Put every line of the data below into a numbered list, leaving out any blank lines.

++++++++++

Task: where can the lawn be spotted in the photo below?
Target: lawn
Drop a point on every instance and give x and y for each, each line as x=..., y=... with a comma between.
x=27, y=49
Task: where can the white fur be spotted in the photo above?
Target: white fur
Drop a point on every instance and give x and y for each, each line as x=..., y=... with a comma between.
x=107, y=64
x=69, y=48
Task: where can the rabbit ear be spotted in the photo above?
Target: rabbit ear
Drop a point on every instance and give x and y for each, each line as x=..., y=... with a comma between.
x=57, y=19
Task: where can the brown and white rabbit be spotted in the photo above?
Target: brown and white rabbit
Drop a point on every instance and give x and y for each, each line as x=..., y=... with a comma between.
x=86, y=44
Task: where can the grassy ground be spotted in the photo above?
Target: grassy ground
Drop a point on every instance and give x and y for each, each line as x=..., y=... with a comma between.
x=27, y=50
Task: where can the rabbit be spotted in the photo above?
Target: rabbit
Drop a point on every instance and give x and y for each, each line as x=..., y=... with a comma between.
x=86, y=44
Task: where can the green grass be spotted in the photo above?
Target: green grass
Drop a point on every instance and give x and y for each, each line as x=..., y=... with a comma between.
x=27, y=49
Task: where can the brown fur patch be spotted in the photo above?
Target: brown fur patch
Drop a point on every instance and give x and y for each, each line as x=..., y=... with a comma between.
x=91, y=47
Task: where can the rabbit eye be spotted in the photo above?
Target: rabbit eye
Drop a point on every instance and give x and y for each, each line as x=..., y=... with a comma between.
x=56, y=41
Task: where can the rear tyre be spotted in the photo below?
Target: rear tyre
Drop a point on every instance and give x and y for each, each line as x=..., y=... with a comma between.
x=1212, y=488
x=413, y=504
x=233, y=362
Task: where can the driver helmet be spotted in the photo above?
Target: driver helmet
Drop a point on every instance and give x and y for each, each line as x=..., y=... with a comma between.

++++++++++

**Right answer**
1. Task: where can the lawn be spotted in the photo below?
2. Target: lawn
3. Drop a point on every instance and give x and y for each, each line as x=..., y=... with a comma between.
4. x=27, y=49
5. Task: where can the white fur be spotted in the photo above?
6. Target: white fur
7. Drop a point on every instance and give x and y for each, each line as x=..., y=... with a comma between.
8. x=107, y=64
9. x=69, y=48
10. Task: where can the rabbit ear be spotted in the photo above?
11. Target: rabbit ear
12. Drop a point on every instance and give x and y for each, each line as x=..., y=... with a comma between.
13. x=57, y=19
14. Task: where can the brown and white rabbit be spotted in the photo above?
15. Target: brown and white rabbit
16. Drop a point on every instance and give x and y for each, each line as x=..., y=... with a comma between.
17. x=86, y=44
18. Task: where can the grassy ground be spotted in the photo above?
19. Target: grassy ground
20. Drop a point on every instance and give x and y for each, each line as x=..., y=... with a comma between.
21. x=27, y=50
22. Task: where can the rabbit be spotted in the photo above?
23. Target: rabbit
24. Drop a point on every instance and give x and y for each, each line as x=..., y=... with a comma between.
25. x=86, y=44
26. Task: where can the green grass be spotted in the photo above?
27. Target: green grass
28. Drop a point on every instance and give x and y for each, each line as x=..., y=... with a comma between.
29. x=27, y=49
30. Task: where can the brown fur patch be spotted in the photo above?
31. Target: brown fur patch
32. Drop a point on every instance and give x and y for each, each line as x=..., y=... with a comma between.
33. x=91, y=47
34. Task: where can the rabbit eye be spotted in the photo above?
35. Target: rabbit eye
36. Drop a point on every instance and give x and y for each, each line as x=..., y=... with a comma between.
37. x=56, y=41
38. Task: where can the rear tyre be spotted in the photo below?
39. Target: rear tyre
40. Drop a point on every instance and give x and y for each, each line as x=..., y=... with a comma between.
41. x=1212, y=488
42. x=413, y=504
43. x=233, y=362
44. Task: where can the driver helmet be spotted in the photo above?
45. Target: driver helmet
46. Drop a point on every instance and give x and y for each, each line as x=..., y=... with a comma between.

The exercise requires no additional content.